:: Reading text ::
┄┄┄┄┄┄┄┄┄┄┄┄┄┄┄┄┄┄┄┄

I have the same problem with the webby parts of my fingers. I've been using raw shea butter with some olive oil at night as well. Seems to be working.

Anonymous said...

I'm just curious . . . no pork? (It's the other white meat you know!) We eat more pork than chicken -- I guess because it's so cheap and versatile.

By the way, it would be totally cool to have a cellar full of potatoes that last all winter. We have to keep buying them and in our (relatively) hot kitchen, they sprout before we use them.

P.S. Yes, Yes! Corn beef and cabbage!

Faye said...

Only when you have a freezer full of beef and pork can you here this phrase "Oh no steak again, can't you buy a box of chicken nuggets next time you go to the store Mom, please".
Try coating your hands in Vaseline at night, you might have to wear some sort of gloves to keep the sheets clean. Actually gloves in your bedroom, probably not a bad idea most nights!

┄┄┄┄┄┄┄┄┄┄┄┄┄┄┄┄┄┄┄┄

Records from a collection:
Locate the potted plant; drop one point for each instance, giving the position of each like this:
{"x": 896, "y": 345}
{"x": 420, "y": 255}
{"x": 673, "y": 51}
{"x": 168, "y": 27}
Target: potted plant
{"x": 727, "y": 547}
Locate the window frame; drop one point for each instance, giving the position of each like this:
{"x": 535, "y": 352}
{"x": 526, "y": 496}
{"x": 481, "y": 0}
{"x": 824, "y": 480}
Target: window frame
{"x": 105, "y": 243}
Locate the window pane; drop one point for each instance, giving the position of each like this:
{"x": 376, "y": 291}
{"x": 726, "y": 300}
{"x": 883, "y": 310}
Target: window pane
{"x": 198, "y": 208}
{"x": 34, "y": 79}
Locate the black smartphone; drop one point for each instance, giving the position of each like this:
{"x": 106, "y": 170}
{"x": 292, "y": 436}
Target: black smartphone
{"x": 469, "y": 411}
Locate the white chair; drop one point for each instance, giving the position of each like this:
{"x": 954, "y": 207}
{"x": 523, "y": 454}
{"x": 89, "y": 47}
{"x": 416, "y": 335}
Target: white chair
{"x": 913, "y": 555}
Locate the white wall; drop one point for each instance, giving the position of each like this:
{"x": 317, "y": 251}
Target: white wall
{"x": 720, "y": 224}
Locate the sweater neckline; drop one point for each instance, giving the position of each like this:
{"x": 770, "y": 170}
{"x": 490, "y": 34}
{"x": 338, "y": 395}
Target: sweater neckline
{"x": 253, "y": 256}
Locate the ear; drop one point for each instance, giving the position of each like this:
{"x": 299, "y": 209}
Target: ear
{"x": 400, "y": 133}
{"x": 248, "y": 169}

┄┄┄┄┄┄┄┄┄┄┄┄┄┄┄┄┄┄┄┄

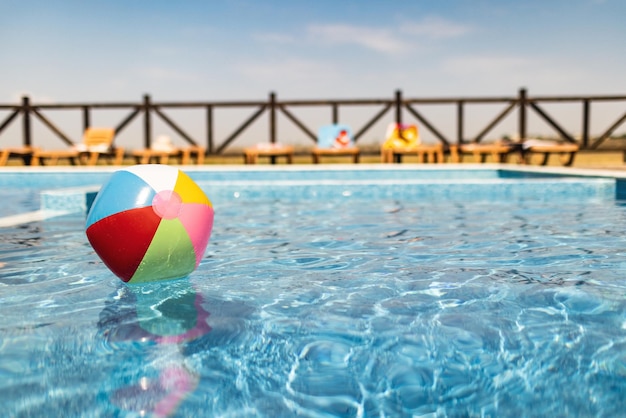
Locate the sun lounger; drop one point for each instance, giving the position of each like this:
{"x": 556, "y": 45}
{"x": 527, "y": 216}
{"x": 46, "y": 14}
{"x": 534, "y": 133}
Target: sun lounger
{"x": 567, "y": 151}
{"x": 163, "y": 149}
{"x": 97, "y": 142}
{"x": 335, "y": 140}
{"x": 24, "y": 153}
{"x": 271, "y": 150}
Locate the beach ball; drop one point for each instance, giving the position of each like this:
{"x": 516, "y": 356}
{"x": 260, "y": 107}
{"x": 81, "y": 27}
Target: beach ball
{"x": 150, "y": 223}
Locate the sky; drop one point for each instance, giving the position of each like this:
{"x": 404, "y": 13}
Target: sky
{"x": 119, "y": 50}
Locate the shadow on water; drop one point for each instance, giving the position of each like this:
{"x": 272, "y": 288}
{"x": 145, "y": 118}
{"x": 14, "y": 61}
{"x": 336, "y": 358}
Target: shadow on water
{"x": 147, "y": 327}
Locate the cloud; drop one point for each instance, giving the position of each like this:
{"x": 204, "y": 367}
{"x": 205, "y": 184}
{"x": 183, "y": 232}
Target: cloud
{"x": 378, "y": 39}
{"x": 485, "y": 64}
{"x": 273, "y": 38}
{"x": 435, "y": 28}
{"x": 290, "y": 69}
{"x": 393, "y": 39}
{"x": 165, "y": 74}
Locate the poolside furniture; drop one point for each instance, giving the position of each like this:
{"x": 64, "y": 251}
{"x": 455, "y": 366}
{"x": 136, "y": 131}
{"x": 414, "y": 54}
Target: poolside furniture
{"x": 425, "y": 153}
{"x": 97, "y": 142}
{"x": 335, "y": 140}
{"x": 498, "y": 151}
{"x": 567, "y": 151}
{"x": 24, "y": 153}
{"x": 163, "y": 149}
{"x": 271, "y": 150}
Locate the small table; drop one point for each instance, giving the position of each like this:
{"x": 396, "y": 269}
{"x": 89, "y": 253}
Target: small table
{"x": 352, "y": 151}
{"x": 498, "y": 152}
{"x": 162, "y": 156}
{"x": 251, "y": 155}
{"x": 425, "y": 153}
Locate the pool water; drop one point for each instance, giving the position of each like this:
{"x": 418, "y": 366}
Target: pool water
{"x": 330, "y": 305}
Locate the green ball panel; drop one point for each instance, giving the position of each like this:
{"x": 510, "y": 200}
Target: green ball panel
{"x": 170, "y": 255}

┄┄┄┄┄┄┄┄┄┄┄┄┄┄┄┄┄┄┄┄

:: Your task ::
In the comments, what happens to the potatoes the Anonymous commenter keeps in their relatively hot kitchen? The listing has nothing to do with the comments.

:: Response for this exercise ::
They sprout before they get used.